(Entries from a data source)

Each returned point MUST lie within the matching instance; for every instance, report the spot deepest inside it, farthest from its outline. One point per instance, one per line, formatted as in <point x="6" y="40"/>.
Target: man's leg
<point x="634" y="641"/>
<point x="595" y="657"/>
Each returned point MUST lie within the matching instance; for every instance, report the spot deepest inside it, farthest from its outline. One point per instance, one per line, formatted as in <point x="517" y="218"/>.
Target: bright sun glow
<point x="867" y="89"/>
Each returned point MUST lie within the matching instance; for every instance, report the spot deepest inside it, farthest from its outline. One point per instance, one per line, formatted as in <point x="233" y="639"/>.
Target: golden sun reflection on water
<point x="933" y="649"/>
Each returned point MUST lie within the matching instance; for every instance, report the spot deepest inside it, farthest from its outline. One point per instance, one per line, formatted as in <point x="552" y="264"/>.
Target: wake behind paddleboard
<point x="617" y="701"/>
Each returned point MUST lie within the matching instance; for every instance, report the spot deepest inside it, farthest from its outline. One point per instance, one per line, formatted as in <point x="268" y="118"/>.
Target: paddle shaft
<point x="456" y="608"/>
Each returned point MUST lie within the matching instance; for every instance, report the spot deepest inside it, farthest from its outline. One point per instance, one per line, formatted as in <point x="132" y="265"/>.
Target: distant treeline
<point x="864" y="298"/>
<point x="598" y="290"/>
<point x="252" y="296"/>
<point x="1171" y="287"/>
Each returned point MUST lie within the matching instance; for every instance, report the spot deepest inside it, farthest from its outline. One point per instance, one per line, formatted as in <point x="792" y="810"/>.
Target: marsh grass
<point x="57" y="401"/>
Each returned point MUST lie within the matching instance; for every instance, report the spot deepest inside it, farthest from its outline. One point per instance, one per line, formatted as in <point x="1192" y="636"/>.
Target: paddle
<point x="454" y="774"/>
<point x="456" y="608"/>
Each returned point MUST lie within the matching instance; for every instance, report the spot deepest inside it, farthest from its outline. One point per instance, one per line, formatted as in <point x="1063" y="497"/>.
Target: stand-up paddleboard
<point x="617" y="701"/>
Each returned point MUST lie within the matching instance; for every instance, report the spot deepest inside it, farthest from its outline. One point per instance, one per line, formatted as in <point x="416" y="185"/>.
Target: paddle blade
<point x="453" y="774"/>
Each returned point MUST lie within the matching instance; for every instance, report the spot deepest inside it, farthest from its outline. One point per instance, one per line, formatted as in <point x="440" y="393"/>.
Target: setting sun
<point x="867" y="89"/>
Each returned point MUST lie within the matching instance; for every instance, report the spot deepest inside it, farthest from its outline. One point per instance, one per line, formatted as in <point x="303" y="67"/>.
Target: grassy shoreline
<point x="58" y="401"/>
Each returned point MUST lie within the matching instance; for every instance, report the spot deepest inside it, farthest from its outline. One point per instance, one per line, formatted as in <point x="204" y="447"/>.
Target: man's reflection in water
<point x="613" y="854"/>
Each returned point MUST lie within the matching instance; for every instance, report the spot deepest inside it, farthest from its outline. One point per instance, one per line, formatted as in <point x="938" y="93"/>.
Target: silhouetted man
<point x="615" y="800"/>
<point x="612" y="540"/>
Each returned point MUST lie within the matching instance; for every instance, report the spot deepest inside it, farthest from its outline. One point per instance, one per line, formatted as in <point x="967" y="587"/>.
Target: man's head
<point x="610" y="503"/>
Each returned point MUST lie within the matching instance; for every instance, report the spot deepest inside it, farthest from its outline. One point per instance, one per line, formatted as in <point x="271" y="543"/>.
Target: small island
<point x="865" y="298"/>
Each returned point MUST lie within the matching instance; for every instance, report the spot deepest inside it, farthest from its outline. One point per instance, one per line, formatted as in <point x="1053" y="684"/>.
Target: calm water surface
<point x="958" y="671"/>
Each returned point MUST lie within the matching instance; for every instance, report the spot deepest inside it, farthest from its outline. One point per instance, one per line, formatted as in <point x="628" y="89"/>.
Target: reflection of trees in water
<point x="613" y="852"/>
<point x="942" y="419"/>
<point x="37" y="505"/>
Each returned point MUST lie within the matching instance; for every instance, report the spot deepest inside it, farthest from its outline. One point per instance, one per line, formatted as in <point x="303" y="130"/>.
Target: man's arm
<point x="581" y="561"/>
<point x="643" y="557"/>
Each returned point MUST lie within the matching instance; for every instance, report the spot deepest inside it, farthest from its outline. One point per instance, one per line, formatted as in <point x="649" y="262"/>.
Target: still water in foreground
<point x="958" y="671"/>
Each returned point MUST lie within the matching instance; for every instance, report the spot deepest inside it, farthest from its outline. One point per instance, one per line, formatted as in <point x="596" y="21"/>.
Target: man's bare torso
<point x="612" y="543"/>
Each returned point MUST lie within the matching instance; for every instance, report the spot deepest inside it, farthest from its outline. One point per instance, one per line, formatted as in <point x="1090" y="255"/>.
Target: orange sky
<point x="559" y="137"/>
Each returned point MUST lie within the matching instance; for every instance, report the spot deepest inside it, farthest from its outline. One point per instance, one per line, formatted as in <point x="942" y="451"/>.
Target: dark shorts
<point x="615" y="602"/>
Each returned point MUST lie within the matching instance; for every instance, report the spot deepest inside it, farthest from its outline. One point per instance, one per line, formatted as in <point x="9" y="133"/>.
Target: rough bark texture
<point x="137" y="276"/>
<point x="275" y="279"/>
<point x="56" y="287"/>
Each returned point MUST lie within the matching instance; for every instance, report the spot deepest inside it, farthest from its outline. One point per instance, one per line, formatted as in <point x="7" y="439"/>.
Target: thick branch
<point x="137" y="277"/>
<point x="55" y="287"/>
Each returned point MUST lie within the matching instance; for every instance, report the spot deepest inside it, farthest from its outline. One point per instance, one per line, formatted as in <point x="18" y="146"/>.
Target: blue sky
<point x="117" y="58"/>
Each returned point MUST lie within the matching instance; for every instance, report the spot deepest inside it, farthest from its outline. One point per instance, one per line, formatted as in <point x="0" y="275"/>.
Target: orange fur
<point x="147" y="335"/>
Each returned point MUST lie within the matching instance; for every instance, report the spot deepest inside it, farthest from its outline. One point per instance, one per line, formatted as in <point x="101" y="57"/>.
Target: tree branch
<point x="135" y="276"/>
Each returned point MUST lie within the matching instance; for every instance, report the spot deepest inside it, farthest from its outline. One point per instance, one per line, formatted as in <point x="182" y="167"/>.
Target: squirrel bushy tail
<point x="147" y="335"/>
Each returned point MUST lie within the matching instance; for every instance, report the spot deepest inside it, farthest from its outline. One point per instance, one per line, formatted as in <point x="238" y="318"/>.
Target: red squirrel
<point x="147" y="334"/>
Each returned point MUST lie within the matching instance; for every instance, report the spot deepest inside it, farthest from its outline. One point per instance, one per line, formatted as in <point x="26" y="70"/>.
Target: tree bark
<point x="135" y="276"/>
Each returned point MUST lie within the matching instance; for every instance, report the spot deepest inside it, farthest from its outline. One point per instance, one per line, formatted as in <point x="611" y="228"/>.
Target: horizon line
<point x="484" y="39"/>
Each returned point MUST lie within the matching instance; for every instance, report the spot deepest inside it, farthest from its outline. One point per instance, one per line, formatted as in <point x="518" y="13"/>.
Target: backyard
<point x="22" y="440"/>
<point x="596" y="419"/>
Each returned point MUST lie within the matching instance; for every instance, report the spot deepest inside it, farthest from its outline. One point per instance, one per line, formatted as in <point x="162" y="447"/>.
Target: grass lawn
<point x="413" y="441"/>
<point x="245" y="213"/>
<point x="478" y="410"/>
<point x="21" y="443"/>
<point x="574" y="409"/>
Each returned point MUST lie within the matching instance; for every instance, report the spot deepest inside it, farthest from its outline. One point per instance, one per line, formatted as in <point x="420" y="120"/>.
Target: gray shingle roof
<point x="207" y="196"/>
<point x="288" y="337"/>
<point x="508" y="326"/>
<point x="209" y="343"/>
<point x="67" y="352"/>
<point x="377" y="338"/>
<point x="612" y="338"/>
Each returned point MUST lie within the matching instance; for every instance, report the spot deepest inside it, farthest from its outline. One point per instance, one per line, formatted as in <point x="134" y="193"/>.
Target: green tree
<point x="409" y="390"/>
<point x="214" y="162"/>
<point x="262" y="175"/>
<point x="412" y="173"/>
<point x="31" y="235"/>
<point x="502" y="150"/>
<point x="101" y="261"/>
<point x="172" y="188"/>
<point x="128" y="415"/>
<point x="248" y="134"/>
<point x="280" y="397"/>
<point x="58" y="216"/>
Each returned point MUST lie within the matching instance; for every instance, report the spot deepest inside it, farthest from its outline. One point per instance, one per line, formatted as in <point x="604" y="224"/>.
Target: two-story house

▶ [EXERCISE DIRECTIONS]: Please count the lines in the entries above that contain the word "squirrel" and give only the number.

▶ [ANSWER TO THIS TASK]: 2